» Work required
Pull out the opening lines of the records word for word. Start at the very first line and stop after the line that contains "0 18 387 299", including that line.

::::::::

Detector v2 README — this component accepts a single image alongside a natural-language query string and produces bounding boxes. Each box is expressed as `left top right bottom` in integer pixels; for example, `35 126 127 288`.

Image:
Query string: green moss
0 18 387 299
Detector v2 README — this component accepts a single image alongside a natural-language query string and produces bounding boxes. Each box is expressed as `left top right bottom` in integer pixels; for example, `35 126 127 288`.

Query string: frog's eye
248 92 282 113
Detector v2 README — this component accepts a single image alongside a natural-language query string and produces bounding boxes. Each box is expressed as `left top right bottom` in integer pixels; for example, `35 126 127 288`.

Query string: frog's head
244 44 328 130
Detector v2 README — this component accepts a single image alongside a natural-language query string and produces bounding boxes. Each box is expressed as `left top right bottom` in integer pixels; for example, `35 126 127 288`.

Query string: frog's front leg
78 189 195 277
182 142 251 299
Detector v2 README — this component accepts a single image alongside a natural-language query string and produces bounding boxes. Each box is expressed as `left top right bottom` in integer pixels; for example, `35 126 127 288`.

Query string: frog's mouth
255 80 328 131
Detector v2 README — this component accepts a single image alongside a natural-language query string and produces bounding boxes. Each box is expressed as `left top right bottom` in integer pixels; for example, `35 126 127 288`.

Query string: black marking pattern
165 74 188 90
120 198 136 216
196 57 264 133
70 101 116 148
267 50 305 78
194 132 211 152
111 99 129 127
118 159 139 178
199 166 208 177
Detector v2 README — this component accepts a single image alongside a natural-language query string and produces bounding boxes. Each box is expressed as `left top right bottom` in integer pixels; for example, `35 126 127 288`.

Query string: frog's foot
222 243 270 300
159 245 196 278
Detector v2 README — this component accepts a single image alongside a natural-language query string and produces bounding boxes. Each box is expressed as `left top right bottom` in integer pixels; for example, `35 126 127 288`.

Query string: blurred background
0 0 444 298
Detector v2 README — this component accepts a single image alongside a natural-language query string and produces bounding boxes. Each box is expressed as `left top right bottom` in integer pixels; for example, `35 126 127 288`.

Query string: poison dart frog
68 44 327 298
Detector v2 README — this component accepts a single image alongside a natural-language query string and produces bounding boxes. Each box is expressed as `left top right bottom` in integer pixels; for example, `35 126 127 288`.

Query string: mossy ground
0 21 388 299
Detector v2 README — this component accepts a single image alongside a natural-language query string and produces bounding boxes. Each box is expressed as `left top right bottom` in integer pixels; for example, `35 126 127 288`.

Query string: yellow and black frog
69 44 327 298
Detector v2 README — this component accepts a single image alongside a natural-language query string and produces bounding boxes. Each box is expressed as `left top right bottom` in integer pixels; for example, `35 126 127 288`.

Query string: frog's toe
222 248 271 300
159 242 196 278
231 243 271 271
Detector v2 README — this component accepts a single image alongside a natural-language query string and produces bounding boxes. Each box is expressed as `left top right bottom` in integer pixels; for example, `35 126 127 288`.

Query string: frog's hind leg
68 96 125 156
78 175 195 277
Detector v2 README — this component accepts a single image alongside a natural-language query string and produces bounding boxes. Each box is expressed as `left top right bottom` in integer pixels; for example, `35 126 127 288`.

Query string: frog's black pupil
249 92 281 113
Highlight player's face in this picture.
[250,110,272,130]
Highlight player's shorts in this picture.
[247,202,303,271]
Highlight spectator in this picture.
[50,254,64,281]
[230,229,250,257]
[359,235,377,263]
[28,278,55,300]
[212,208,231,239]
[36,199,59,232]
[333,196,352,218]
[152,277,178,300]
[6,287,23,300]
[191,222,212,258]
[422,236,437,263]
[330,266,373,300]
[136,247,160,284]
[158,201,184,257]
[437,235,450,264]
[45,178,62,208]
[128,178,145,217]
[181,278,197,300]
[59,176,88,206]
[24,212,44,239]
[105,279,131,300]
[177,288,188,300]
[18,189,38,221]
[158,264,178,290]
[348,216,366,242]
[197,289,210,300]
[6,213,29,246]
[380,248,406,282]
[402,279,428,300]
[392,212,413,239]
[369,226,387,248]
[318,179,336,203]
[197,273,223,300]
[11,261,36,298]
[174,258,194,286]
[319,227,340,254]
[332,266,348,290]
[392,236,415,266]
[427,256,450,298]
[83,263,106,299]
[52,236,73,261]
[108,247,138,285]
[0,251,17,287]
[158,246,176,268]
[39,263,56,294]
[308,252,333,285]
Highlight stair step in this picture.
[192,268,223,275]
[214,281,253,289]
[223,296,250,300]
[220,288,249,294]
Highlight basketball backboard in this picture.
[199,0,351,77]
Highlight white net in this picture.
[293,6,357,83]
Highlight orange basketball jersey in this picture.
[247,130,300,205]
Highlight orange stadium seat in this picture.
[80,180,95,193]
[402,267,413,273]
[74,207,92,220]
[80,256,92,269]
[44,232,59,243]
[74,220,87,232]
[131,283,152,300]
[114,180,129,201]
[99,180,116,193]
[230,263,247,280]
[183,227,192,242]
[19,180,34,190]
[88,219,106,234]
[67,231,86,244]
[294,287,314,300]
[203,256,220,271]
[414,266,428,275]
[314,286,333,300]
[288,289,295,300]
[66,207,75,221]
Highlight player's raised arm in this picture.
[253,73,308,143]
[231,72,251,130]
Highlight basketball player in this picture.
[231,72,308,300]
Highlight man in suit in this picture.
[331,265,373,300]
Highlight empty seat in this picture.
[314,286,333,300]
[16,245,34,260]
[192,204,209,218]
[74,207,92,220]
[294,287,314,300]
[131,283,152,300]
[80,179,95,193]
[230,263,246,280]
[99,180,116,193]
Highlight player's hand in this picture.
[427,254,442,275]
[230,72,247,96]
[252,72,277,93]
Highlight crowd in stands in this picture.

::::::::

» Task result
Detector v2 README — this component accepts a single image alongside a natural-language query string and produces bounding boxes. Each box is expressed as `left top right bottom` in integer pixels; for example, `35 126 127 288`.

Image:
Query string: green moss
0 18 387 299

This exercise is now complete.